■ Task prompt
Rescale the part that opens with the line containing "Dear assistant, the user would like the sandy" and closes with the line containing "Dear assistant, the user would like the sunset", both ends included, and give back only those lines. Reproduce each of them, requests too, with every bounding box coordinate in the answers multiplied by 1.45 and rounded to a whole number, halves up.

■ Stored rows
☆ ☆ ☆ ☆ ☆
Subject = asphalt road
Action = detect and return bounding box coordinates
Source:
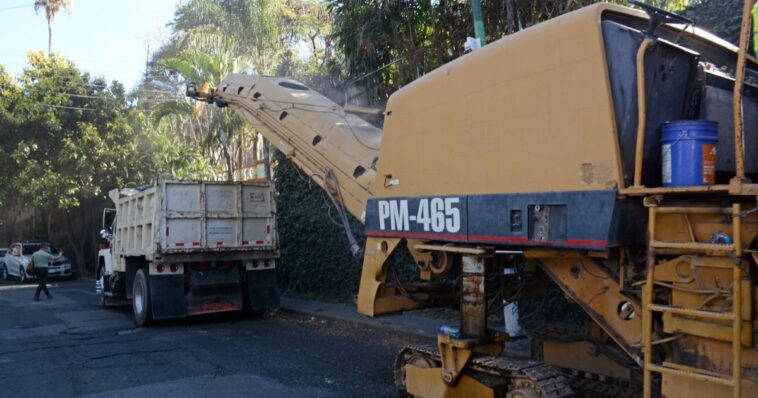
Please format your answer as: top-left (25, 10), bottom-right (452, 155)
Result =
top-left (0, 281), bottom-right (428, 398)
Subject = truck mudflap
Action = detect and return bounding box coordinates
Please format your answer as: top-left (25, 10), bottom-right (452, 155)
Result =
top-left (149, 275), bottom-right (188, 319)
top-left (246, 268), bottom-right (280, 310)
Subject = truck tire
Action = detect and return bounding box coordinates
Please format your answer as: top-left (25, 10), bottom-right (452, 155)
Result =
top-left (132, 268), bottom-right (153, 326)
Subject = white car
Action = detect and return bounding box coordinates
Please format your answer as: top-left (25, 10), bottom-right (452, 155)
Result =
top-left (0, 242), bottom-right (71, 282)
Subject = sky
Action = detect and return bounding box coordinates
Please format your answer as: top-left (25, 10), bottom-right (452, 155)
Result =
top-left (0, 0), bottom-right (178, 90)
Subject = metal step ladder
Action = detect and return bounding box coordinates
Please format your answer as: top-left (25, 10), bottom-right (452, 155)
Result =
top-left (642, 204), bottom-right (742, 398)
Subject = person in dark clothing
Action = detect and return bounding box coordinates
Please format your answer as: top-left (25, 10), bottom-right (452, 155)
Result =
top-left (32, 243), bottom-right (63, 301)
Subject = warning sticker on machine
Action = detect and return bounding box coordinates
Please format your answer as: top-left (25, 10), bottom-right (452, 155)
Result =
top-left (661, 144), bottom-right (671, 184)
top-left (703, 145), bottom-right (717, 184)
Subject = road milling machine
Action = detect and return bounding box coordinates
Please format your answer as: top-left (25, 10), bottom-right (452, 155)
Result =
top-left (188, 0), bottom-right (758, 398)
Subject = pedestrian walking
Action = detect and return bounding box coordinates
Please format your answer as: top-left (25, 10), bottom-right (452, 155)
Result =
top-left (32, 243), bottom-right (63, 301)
☆ ☆ ☆ ☆ ☆
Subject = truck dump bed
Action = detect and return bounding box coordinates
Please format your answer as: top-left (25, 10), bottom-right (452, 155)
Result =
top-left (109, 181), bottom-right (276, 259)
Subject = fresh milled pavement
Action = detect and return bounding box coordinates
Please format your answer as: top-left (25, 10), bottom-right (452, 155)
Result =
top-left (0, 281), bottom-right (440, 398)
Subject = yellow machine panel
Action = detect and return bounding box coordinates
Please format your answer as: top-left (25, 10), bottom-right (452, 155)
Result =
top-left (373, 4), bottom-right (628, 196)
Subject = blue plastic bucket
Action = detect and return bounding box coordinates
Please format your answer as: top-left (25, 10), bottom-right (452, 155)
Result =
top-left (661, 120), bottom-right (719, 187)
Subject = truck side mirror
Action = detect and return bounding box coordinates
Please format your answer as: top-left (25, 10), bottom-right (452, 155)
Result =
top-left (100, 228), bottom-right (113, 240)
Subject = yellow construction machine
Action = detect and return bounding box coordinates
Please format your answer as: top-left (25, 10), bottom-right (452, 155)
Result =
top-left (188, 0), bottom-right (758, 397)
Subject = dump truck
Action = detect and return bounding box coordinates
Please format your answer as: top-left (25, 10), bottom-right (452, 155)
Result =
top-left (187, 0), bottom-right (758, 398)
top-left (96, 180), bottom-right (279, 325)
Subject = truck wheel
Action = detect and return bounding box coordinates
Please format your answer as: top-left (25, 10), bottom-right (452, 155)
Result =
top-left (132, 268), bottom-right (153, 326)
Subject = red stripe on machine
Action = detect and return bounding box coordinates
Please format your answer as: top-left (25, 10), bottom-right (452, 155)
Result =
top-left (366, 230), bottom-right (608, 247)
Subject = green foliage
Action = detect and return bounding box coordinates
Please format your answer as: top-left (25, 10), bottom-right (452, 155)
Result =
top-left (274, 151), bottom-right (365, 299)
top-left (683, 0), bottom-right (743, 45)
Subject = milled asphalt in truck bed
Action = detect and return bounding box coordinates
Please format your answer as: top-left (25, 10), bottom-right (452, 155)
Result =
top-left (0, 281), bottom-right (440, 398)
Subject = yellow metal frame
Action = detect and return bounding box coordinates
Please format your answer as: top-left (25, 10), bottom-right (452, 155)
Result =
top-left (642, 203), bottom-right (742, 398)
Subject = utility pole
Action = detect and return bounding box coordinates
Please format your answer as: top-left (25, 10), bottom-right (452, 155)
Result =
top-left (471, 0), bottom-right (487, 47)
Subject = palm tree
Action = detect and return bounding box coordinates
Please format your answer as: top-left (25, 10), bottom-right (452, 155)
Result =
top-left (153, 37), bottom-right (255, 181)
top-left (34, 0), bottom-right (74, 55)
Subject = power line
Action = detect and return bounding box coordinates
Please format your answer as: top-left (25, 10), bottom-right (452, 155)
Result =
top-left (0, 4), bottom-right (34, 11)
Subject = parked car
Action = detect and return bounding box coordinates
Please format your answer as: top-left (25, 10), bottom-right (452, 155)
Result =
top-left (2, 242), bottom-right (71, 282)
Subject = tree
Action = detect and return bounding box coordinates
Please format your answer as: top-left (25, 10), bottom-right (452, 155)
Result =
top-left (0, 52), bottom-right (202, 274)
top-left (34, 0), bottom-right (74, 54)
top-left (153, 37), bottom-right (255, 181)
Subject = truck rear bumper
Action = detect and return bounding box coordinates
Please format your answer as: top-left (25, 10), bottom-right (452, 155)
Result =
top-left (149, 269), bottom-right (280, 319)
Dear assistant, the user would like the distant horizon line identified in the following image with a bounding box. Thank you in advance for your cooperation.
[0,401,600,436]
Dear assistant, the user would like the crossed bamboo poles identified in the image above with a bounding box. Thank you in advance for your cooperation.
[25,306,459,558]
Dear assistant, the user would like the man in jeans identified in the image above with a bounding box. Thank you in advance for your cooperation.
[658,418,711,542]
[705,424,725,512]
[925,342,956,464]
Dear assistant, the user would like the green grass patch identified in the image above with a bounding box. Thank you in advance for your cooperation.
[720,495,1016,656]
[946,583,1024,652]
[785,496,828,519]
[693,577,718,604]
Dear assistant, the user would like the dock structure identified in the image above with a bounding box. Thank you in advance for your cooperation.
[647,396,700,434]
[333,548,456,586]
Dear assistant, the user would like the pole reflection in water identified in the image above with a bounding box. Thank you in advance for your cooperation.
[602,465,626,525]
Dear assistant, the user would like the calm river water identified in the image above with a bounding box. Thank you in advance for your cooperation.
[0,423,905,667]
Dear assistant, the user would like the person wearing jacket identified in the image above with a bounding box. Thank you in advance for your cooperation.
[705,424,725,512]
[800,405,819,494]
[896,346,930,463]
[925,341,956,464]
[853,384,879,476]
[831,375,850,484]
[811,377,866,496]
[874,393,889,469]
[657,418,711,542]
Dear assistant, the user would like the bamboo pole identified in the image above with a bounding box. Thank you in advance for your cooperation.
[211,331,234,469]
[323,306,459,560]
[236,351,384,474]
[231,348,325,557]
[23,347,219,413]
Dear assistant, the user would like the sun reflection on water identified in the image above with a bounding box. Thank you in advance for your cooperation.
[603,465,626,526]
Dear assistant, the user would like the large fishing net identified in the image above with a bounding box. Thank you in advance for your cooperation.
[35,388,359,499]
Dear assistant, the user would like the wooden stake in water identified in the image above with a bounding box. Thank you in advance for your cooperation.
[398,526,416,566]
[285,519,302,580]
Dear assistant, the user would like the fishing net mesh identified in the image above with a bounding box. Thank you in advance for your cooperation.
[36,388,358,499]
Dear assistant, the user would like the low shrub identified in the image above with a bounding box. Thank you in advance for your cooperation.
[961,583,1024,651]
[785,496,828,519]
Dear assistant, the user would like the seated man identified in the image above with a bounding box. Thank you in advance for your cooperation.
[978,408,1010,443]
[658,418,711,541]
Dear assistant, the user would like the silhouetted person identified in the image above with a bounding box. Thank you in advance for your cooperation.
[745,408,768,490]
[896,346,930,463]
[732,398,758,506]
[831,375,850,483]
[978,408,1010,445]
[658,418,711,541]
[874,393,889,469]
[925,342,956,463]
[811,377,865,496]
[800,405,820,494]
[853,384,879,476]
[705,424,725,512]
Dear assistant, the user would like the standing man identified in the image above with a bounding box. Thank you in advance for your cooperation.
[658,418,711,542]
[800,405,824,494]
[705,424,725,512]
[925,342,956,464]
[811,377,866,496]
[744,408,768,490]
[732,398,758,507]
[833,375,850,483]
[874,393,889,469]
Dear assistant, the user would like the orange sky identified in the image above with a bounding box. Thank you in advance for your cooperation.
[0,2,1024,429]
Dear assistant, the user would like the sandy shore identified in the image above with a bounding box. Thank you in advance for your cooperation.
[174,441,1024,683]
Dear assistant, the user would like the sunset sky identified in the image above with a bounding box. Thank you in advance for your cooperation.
☆ ☆ ☆ ☆ ☆
■ Response to the task
Dear assistant, the user would like the sandy shore identified in the image above with a bounding box. Thank you in advance for your cooperation.
[252,639,1485,990]
Dear assistant, the user would like the sunset sky identified in the image above with a bounding box. Thank you in advance for your cooperation.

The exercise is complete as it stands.